DATA PROVIDED:

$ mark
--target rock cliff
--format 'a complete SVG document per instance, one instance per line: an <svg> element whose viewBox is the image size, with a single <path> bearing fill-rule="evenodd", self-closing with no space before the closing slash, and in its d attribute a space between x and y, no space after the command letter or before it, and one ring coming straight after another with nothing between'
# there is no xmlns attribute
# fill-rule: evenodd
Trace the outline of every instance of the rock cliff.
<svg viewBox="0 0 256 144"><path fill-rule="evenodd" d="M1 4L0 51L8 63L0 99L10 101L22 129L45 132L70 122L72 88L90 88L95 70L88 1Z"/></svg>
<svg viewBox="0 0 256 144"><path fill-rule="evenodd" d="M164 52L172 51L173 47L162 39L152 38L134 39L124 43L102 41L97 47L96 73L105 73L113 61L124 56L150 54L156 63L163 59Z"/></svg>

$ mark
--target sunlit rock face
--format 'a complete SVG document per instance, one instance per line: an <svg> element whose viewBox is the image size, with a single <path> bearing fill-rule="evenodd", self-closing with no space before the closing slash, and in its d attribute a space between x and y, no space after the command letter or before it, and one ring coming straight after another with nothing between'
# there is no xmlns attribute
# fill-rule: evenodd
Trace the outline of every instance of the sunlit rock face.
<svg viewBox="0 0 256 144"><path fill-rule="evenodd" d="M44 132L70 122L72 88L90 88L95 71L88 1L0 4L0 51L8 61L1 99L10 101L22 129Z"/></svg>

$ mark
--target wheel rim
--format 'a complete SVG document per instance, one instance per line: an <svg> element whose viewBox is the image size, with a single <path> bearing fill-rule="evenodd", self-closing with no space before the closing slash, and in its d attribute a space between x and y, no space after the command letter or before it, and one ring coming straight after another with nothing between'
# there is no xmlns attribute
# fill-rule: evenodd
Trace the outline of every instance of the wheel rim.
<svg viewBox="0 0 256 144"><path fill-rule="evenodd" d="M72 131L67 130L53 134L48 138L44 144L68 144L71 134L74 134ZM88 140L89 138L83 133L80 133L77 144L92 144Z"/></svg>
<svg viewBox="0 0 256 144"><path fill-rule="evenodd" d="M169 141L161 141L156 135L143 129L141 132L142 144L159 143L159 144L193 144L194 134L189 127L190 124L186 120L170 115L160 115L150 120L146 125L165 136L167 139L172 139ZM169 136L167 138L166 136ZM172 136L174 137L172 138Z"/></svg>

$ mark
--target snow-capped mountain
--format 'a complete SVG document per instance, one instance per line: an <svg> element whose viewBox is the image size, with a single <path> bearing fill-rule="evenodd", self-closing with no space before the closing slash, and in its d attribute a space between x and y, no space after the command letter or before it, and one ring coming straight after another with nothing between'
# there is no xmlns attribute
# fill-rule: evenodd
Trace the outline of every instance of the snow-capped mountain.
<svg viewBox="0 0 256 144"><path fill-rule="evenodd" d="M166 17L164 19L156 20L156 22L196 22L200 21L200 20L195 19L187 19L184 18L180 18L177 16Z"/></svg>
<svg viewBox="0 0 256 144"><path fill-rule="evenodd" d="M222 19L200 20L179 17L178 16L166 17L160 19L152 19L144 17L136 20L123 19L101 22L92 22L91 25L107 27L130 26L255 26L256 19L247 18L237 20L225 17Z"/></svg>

YOUR GOAL: Rewrite all of the material above as a JSON array of strings. Make each line its own string and leave out the blank lines.

EXERCISE OUTPUT:
[
  "$ mark",
  "--target rock cliff",
  "--format 'a complete SVG document per instance, one instance per line: an <svg> element whose viewBox is the image size, with a single <path> bearing fill-rule=\"evenodd\", self-closing with no space before the closing slash, and in its d attribute a space between x and y, no space after the command letter or before it, and one ring coming straight after another with nothing between'",
  "# there is no xmlns attribute",
  "# fill-rule: evenodd",
  "Trace the outline of every instance of the rock cliff.",
  "<svg viewBox=\"0 0 256 144\"><path fill-rule=\"evenodd\" d=\"M1 4L0 51L8 63L0 99L10 101L22 129L45 132L70 122L72 88L90 88L95 70L88 1Z\"/></svg>",
  "<svg viewBox=\"0 0 256 144\"><path fill-rule=\"evenodd\" d=\"M164 52L172 51L173 47L162 39L152 38L134 39L124 43L102 41L97 47L96 73L105 73L113 61L124 56L150 54L156 63L163 59Z\"/></svg>",
  "$ mark",
  "--target sunlit rock face",
  "--format 'a complete SVG document per instance, one instance per line: an <svg> element whose viewBox is the image size, with a single <path> bearing fill-rule=\"evenodd\", self-closing with no space before the closing slash, and in its d attribute a space between x and y, no space after the command letter or before it, and one ring coming straight after another with nothing between'",
  "# there is no xmlns attribute",
  "# fill-rule: evenodd",
  "Trace the outline of every instance of the sunlit rock face.",
  "<svg viewBox=\"0 0 256 144\"><path fill-rule=\"evenodd\" d=\"M44 132L70 122L72 88L90 88L95 71L88 1L0 4L0 51L8 61L1 99L10 101L22 129Z\"/></svg>",
  "$ mark",
  "--target wheel rim",
  "--format 'a complete SVG document per instance, one instance per line: an <svg> element whose viewBox is the image size, with a single <path> bearing fill-rule=\"evenodd\", self-closing with no space before the closing slash, and in its d attribute a space between x and y, no space after the command letter or before it, and one ring coming straight after another with nothing between'",
  "# there is no xmlns attribute",
  "# fill-rule: evenodd",
  "Trace the outline of every instance of the wheel rim.",
  "<svg viewBox=\"0 0 256 144\"><path fill-rule=\"evenodd\" d=\"M72 131L67 130L53 134L48 138L44 144L68 144L71 134L74 134ZM88 140L89 138L83 133L80 133L77 144L92 144Z\"/></svg>",
  "<svg viewBox=\"0 0 256 144\"><path fill-rule=\"evenodd\" d=\"M169 141L161 141L156 135L143 129L141 132L142 144L159 143L159 144L193 144L194 134L189 127L190 124L186 120L170 115L160 115L150 120L146 125L165 136L167 139L172 139ZM169 136L167 138L166 136ZM172 136L174 137L172 138Z\"/></svg>",
  "$ mark",
  "--target snow-capped mountain",
  "--format 'a complete SVG document per instance, one instance per line: an <svg> element whose viewBox is the image size, with a single <path> bearing fill-rule=\"evenodd\", self-closing with no space before the closing slash, and in its d attribute a space between x and y, no space after the command letter or before it, and one ring coming straight after another with nothing between'",
  "# there is no xmlns attribute",
  "# fill-rule: evenodd",
  "Trace the outline of every instance of the snow-capped mountain.",
  "<svg viewBox=\"0 0 256 144\"><path fill-rule=\"evenodd\" d=\"M166 17L164 19L156 20L156 22L196 22L200 21L200 20L195 19L187 19L184 18L180 18L177 16Z\"/></svg>",
  "<svg viewBox=\"0 0 256 144\"><path fill-rule=\"evenodd\" d=\"M222 19L200 20L179 17L178 16L166 17L160 19L152 19L144 17L136 20L123 19L101 22L92 22L91 25L107 27L130 26L255 26L256 19L247 18L237 20L225 17Z\"/></svg>"
]